WHAT THE EXERCISE ASKS:
Copy every one of the lines below word for word, but leave the pictures out of your copy.

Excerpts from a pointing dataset
——————————
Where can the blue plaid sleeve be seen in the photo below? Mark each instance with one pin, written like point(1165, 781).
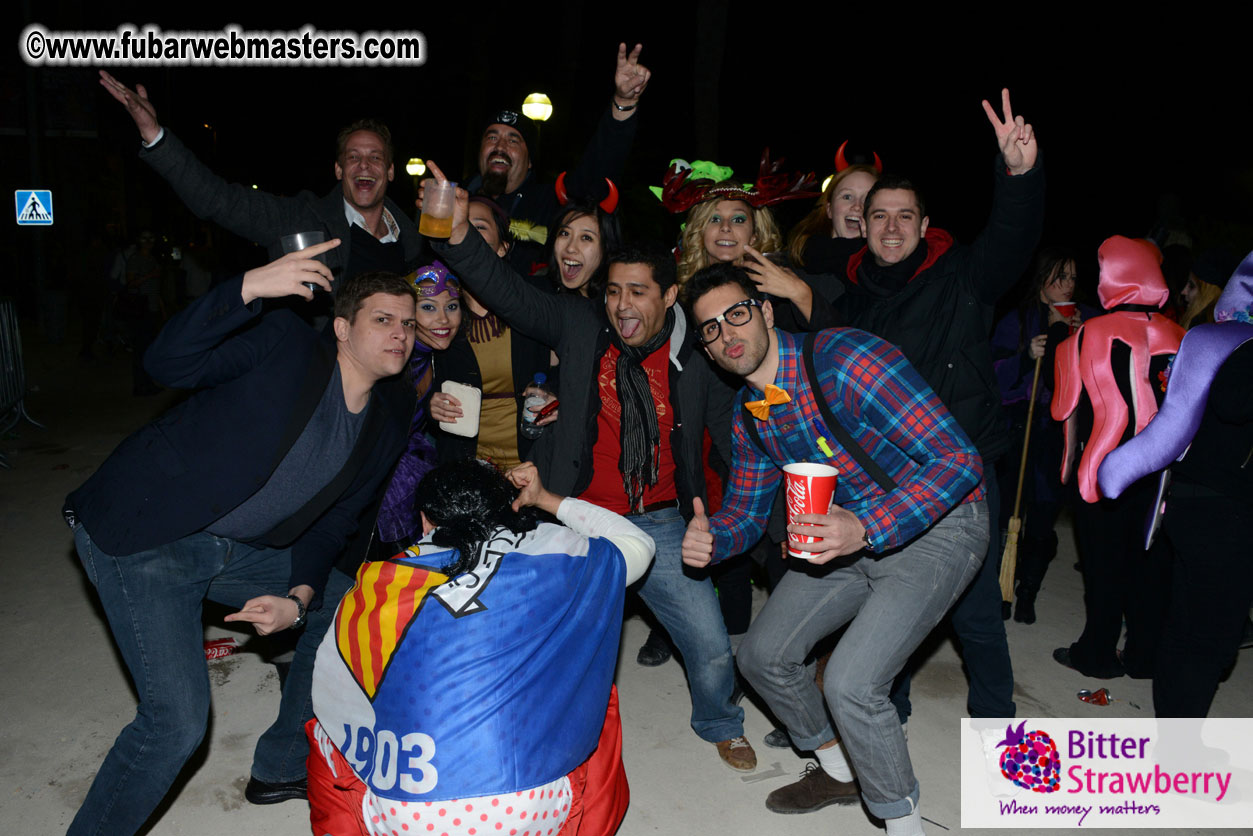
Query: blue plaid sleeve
point(748, 496)
point(876, 390)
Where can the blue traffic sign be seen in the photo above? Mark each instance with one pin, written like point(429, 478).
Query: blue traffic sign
point(34, 207)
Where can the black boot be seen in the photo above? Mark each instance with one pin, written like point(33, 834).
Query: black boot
point(1025, 609)
point(655, 651)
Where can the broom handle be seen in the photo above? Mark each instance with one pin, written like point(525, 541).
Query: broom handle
point(1026, 436)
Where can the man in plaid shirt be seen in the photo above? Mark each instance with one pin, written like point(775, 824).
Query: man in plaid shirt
point(889, 563)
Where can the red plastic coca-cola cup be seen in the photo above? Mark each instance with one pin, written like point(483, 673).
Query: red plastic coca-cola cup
point(810, 488)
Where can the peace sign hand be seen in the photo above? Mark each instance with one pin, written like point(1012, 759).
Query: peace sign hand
point(1015, 137)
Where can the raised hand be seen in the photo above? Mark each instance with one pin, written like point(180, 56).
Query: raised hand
point(138, 105)
point(287, 275)
point(1015, 137)
point(460, 206)
point(1039, 344)
point(267, 613)
point(445, 407)
point(698, 539)
point(531, 493)
point(630, 78)
point(838, 533)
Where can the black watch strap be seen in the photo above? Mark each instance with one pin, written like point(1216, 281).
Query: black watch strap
point(300, 612)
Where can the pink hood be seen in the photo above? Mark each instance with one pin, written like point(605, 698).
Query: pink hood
point(1130, 273)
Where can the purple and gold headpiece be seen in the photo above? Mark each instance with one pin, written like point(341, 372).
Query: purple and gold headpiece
point(440, 278)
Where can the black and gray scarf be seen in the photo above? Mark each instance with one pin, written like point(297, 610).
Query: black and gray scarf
point(639, 433)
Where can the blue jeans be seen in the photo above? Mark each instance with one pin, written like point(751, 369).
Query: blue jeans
point(153, 602)
point(283, 747)
point(688, 609)
point(976, 619)
point(890, 604)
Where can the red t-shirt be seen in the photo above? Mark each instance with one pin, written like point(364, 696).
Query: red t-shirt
point(607, 480)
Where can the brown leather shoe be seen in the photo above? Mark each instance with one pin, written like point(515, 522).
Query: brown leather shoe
point(737, 753)
point(813, 791)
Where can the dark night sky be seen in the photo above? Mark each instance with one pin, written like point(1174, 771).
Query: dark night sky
point(1124, 110)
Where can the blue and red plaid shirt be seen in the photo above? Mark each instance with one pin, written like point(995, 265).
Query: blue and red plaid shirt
point(892, 414)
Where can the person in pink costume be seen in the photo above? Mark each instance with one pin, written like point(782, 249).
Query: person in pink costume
point(1107, 387)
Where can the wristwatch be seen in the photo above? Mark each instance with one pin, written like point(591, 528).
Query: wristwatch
point(300, 613)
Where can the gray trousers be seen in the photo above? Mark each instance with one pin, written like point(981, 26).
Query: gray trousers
point(890, 604)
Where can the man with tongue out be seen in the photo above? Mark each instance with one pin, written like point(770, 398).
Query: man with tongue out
point(637, 396)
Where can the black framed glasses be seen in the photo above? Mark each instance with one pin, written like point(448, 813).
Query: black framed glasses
point(738, 315)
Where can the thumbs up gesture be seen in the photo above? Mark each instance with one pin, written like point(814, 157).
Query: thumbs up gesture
point(698, 540)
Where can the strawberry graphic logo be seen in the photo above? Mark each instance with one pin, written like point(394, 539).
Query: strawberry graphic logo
point(1030, 758)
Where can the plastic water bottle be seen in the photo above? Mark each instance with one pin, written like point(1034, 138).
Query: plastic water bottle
point(530, 429)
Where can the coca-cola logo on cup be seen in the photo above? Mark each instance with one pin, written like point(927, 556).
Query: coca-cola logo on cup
point(796, 496)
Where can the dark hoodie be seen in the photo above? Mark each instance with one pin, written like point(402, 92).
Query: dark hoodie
point(937, 305)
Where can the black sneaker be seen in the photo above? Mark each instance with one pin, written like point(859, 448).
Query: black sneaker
point(813, 791)
point(259, 792)
point(655, 649)
point(778, 740)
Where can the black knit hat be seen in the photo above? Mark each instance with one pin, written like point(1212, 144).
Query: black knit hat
point(515, 120)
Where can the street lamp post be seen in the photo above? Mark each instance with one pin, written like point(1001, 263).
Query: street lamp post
point(538, 108)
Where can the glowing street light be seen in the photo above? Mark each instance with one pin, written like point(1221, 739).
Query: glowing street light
point(538, 107)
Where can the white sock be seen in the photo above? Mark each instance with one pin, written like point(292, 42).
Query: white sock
point(835, 763)
point(909, 825)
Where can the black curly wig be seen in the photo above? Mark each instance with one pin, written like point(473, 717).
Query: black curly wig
point(467, 500)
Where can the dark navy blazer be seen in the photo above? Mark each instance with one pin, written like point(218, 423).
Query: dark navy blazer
point(258, 380)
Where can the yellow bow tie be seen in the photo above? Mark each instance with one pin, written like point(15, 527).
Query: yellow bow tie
point(761, 410)
point(529, 231)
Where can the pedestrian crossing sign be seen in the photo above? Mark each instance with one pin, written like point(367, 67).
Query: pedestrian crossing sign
point(34, 207)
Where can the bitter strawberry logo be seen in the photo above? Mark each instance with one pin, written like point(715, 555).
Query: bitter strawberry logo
point(1030, 758)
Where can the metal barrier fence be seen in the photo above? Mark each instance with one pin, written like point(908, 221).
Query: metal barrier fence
point(13, 374)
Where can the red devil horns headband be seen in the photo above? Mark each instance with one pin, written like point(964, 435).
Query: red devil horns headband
point(842, 162)
point(609, 204)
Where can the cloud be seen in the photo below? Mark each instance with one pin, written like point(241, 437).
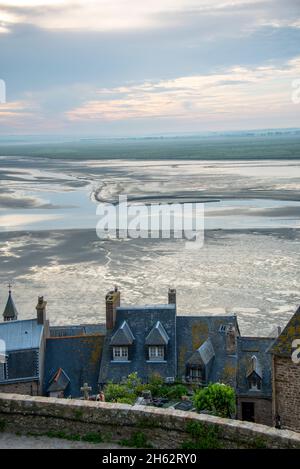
——————————
OUTPUT FOR THIS EXERCISE:
Where can the blue plaid sleeve be seen in the photo below? Mark each instance with one pin, written like point(1165, 781).
Query: blue plaid sleeve
point(748, 496)
point(876, 390)
Where can the blue traffic sign be seen in the photo above? Mark each instance with one pin, written like point(429, 478).
Query: blue traffic sign
point(34, 207)
Where can the black boot be seen in the photo above? Mark each instance with one pin, written like point(33, 834).
Query: black boot
point(1025, 609)
point(655, 651)
Where can the broom handle be seen in the photo above? Mark each instance with one pin, written like point(525, 541).
Query: broom handle
point(1026, 436)
Where can the man in plaid shirt be seen in the photo above? Mark each instance with one pin, written like point(775, 824).
Query: man in plaid shirt
point(889, 563)
Where can the red plastic coca-cola cup be seen in the photo above? Mark each instance with one pin, written like point(483, 673).
Query: red plastic coca-cola cup
point(810, 488)
Where can the peace sign hand be seen in the photo above? Mark each instance with one pin, written like point(1012, 759).
Query: peace sign hand
point(1015, 137)
Where can the raised hand be seen in the photo above? Mark each instance with one pin, written like point(180, 56).
Query: raised hand
point(138, 105)
point(287, 275)
point(1015, 137)
point(460, 206)
point(1039, 344)
point(267, 613)
point(445, 407)
point(698, 539)
point(531, 493)
point(630, 78)
point(838, 533)
Where can the black watch strap be seen in the photo above? Mark each instance with one pin, written like point(1216, 281).
Query: black watch strap
point(300, 612)
Where can the pink hood be seen in the photo above? Mark each instance with one pin, written like point(605, 698).
Query: pink hood
point(1130, 273)
Where can the purple and gold headpiece be seen in the photo above? Mark each instance with one pin, written like point(341, 372).
Query: purple and gold headpiece
point(440, 278)
Where can the black and gray scarf be seen in the photo above? Mark each instance with one pin, written like point(297, 610).
Query: black and gray scarf
point(639, 433)
Where can the blue jeans be seen in the photo above? Mark each instance with one pin, written like point(751, 369).
Query: blue jeans
point(153, 602)
point(283, 747)
point(688, 609)
point(976, 619)
point(890, 604)
Where can the red t-shirt be seen in the photo above? Mark each instance with one pin, written like point(364, 696).
Query: red t-shirt
point(607, 480)
Where can the brown leather shoe be seen in the photo above? Mark each instance with one pin, written like point(515, 522).
Query: brown leather shoe
point(737, 753)
point(813, 791)
Where can the dark night sky be seen in the photo above? Mark each instance with one pin, written like point(1174, 771).
Query: dark night sky
point(1124, 110)
Where can the blue and red plaid shirt be seen in the photo above? Mark each instance with one pin, written like point(995, 265).
Query: blue and red plaid shirt
point(892, 414)
Where can the person in pink costume be seen in the photo above? Mark each instance with one pin, written like point(782, 249).
Query: person in pink costume
point(1107, 387)
Where can the wristwatch be seen in the photo above? Mark each instance with one pin, written like point(591, 528).
Query: wristwatch
point(300, 613)
Where can the gray trousers be seen in the photo above? Mark each instance with one pin, written like point(981, 26).
Query: gray trousers
point(890, 604)
Where can the man with tongue out be seen in the photo above? Mark each instance with one pin, written like point(770, 398).
Query: man with tongue out
point(637, 396)
Where can the black framed glasses be seen in the photo above? Mark each instance with one pin, written like point(448, 813).
Query: black framed glasses
point(738, 315)
Where can the thumbs up gesture be seen in the photo above? Mark each instance with one pin, written like point(814, 157).
Query: thumbs up gesture
point(698, 540)
Where can the strawberry graphic logo be seen in the photo above? Mark each instance with one pin, written like point(394, 539).
Query: strawberry graphic logo
point(1030, 758)
Where can the plastic water bottle be seen in the photo above? Mark each instance with one pin, written like point(1034, 138).
Query: plastic water bottle
point(530, 429)
Where can the coca-cola logo on cup be seen in the photo above? Mark each instance with one pin, written like point(927, 556).
Query: coca-cola logo on cup
point(796, 496)
Where can the dark hoodie be seen in the photo above? Mark each instance with one pin, written like point(402, 92).
Query: dark hoodie
point(937, 305)
Where can the black sneaker be seen in the photo above? Mark each instance with one pin, written like point(859, 448).
Query: black sneaker
point(813, 791)
point(259, 792)
point(655, 649)
point(778, 740)
Where can the black knit hat be seen in the photo above? Mark each instance with one pin, written like point(1212, 144).
Query: black knit hat
point(515, 120)
Where can the street lamp post be seen in the photo above? Mark each instance with one pin, written like point(1001, 263).
Query: street lamp post
point(538, 108)
Where can the glowing street light be seen in the photo above? Mark each instance with one pin, written like point(1221, 739).
Query: glowing street light
point(538, 107)
Where can the white sock be seen in the photo above? Mark each instance with one pin, written like point(292, 42).
Query: white sock
point(835, 763)
point(909, 825)
Where can the black curly wig be seen in the photo above? Mark each instance with one pin, written like point(473, 717).
Query: black curly wig
point(467, 500)
Where can the dark navy blazer be seen in the photo above? Mark each instance with one pin, written like point(218, 423).
Query: dark navy blazer
point(258, 380)
Where can the yellow bow tie be seen in the photo above? Mark each instance with one pin, written like point(15, 527).
Query: yellow bow tie
point(761, 410)
point(529, 231)
Where can the pedestrian crossing sign be seen in the photo above? Mark each instance with one pin, written like point(367, 67).
Query: pedestrian crossing sign
point(34, 207)
Where can the bitter strawberry logo be seen in the photo above? Mark each instance with one pin, written like point(715, 555).
Query: bitter strawberry logo
point(1030, 758)
Where can the metal barrier fence be seen in the photo above? Mark each instance with one pin, written like point(908, 221).
Query: metal barrier fence
point(13, 374)
Where can the red devil horns headband be seen in the photo above? Mark each instance with one pin, written like point(964, 435).
Query: red devil horns headband
point(842, 162)
point(609, 204)
Where can the cloud be seen in the photo below? Mark each instance with one pin, written like point(241, 437).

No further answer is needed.